### Aufgabe 1
Wie lange war Jürgen Klinsmann laut dem Artikel über seinen Rücktritt bei Hertha BSC Chefcoach?

### Auszug zum Lesen
━━━━━━━━
Klinsmann im Chat - Hertha und Investor suchen Antworten

Klinsmann im Chat - Hertha und Investor suchen Antworten

Jürgen Klinsmann ist nicht mehr Trainer von Hertha BSC. Foto: Rolf Vennenbernd/dpa

Berlin (dpa) - 32 Stunden nach seinem Rücktritt versucht Jürgen Klinsmann mit einer Entschuldigung seinen ramponierten Ruf zu retten. Die Hertha-Bosse brechen nach dem Schock auch ihr Schweigen. Vor allem von Investor Lars Windhorst werden Antworten erwartet. Eine Zerreißprobe droht.

In einem gut 13-minütigen Monolog entschuldigte sich Jürgen Klinsmann vor einer Internet-Kamera erst bei den Fans von Hertha BSC für die Umstände seines Hauruck-Abgangs und versuchte dann mit emotionalen Worten, seinen schwer beschädigten Ruf zu retten.

Mit ernstem Blick saß der frühere Bundestrainer an einem silbernen Laptop. „Die Art und Weise ist natürlich fragwürdig“, sagte Klinsmann im Videochat über den Rücktritt als Chefcoach nach nur elf Wochen. Aufgrund seiner Klage über viele „Nebenkriegsschauplätze“ im Verein und der weiter offenen Zukunft als Aufsichtsrat könnten die Schockwellen des Rücktritts beim Hauptstadtclub aber zu einer Zerreißprobe führen.

„Das ist allen überlassen bei der Hertha, da habe ich gar kein Problem damit“, sagte Klinsmann über eine mögliche Rückkehr ins Aufsichtsgremium. „Da sollen die Leute sagen, wie sie es wünschen.“ In einem Krisen-Telefonat hatten zuvor Club-Präsident Werner Gegenbauer und Investor Lars Windhorst nach Informationen der Deutschen Presse-Agentur den Weg aus der Notlage besprochen. Dem Vernehmen nach ist auch der Geldgeber nicht begeistert über den emotionalen Abschied Klinsmanns, den er selbst als engen Vertrauten in den Aufsichtsrat berufen hatte.
━━━━━━━━
### Extrahierte Auflistung
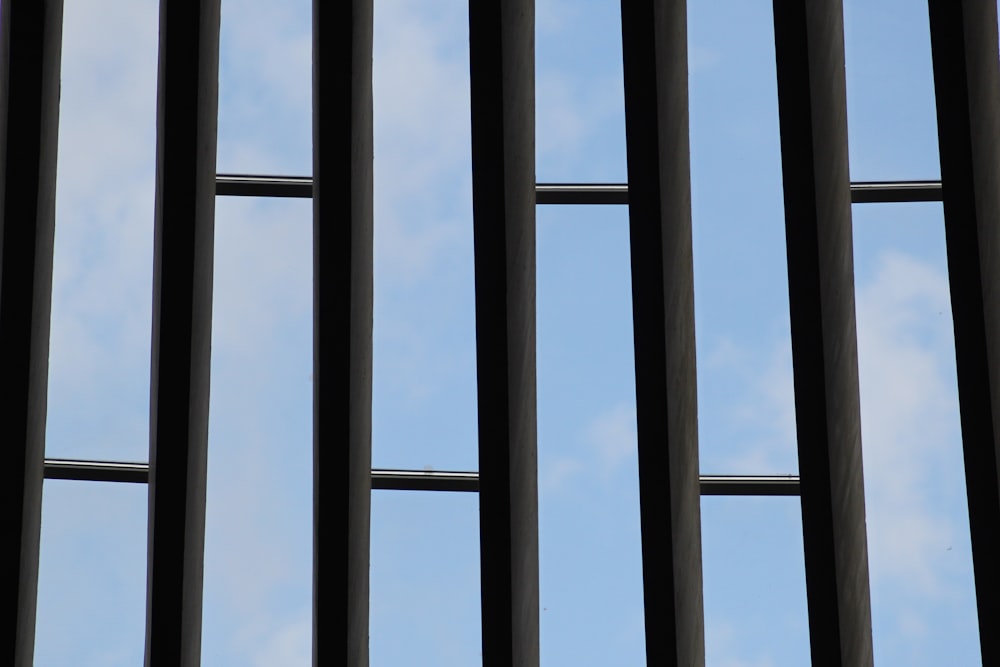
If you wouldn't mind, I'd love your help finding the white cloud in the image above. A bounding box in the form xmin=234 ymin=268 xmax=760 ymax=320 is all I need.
xmin=587 ymin=404 xmax=638 ymax=473
xmin=857 ymin=254 xmax=967 ymax=597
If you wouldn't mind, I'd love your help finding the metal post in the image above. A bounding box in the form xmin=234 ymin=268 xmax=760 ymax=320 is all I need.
xmin=313 ymin=0 xmax=373 ymax=667
xmin=146 ymin=0 xmax=219 ymax=667
xmin=0 ymin=0 xmax=63 ymax=667
xmin=774 ymin=0 xmax=873 ymax=667
xmin=469 ymin=0 xmax=539 ymax=667
xmin=621 ymin=0 xmax=705 ymax=666
xmin=928 ymin=0 xmax=1000 ymax=665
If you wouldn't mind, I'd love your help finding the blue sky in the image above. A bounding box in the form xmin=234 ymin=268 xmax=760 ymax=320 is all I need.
xmin=36 ymin=0 xmax=979 ymax=667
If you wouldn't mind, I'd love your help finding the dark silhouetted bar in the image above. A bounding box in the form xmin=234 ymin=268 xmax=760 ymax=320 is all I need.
xmin=928 ymin=0 xmax=1000 ymax=665
xmin=0 ymin=0 xmax=63 ymax=667
xmin=469 ymin=0 xmax=539 ymax=667
xmin=774 ymin=0 xmax=873 ymax=667
xmin=313 ymin=0 xmax=374 ymax=667
xmin=621 ymin=0 xmax=705 ymax=666
xmin=146 ymin=0 xmax=219 ymax=667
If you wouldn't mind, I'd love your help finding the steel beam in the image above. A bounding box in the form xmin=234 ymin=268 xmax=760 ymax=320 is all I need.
xmin=621 ymin=0 xmax=705 ymax=666
xmin=469 ymin=0 xmax=539 ymax=667
xmin=312 ymin=0 xmax=373 ymax=667
xmin=774 ymin=0 xmax=873 ymax=667
xmin=928 ymin=0 xmax=1000 ymax=665
xmin=146 ymin=0 xmax=219 ymax=667
xmin=0 ymin=0 xmax=63 ymax=667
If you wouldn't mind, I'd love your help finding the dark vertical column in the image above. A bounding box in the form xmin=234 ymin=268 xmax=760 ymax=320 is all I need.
xmin=928 ymin=0 xmax=1000 ymax=665
xmin=313 ymin=0 xmax=373 ymax=667
xmin=146 ymin=0 xmax=219 ymax=667
xmin=469 ymin=0 xmax=539 ymax=667
xmin=0 ymin=0 xmax=63 ymax=667
xmin=621 ymin=0 xmax=705 ymax=665
xmin=774 ymin=0 xmax=872 ymax=667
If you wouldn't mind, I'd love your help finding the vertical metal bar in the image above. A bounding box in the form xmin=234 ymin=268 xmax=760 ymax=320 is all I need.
xmin=621 ymin=0 xmax=705 ymax=665
xmin=146 ymin=0 xmax=219 ymax=667
xmin=774 ymin=0 xmax=873 ymax=667
xmin=469 ymin=0 xmax=539 ymax=667
xmin=313 ymin=0 xmax=373 ymax=667
xmin=0 ymin=0 xmax=63 ymax=667
xmin=928 ymin=0 xmax=1000 ymax=665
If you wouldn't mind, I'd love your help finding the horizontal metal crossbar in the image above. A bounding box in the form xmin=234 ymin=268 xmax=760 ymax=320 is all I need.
xmin=45 ymin=459 xmax=799 ymax=496
xmin=215 ymin=174 xmax=941 ymax=205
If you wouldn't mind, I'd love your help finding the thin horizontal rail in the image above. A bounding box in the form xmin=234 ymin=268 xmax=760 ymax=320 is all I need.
xmin=372 ymin=470 xmax=479 ymax=492
xmin=851 ymin=181 xmax=941 ymax=204
xmin=215 ymin=174 xmax=941 ymax=205
xmin=215 ymin=174 xmax=312 ymax=199
xmin=45 ymin=459 xmax=149 ymax=484
xmin=45 ymin=459 xmax=799 ymax=496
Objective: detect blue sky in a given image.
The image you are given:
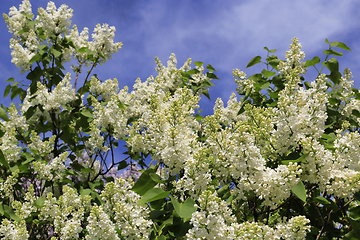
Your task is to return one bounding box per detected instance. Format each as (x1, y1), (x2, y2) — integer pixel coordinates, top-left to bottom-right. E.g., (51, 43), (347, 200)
━━━━━━━━
### Aufgabe 2
Suche aus der Auflistung jede Zeile heraus, die das Wort "blue" enthält, und gib sie unverändert wieder. Groß- und Kleinschreibung zählen.

### Richtiges Ergebnis 1
Nur elf Wochen.

### Richtiges Ergebnis 2
If you wouldn't mind, I'd love your help finding the blue sky in the image above. A bounding box in the form xmin=234 ymin=268 xmax=760 ymax=320 is all I need.
Objective: detect blue sky in a given image.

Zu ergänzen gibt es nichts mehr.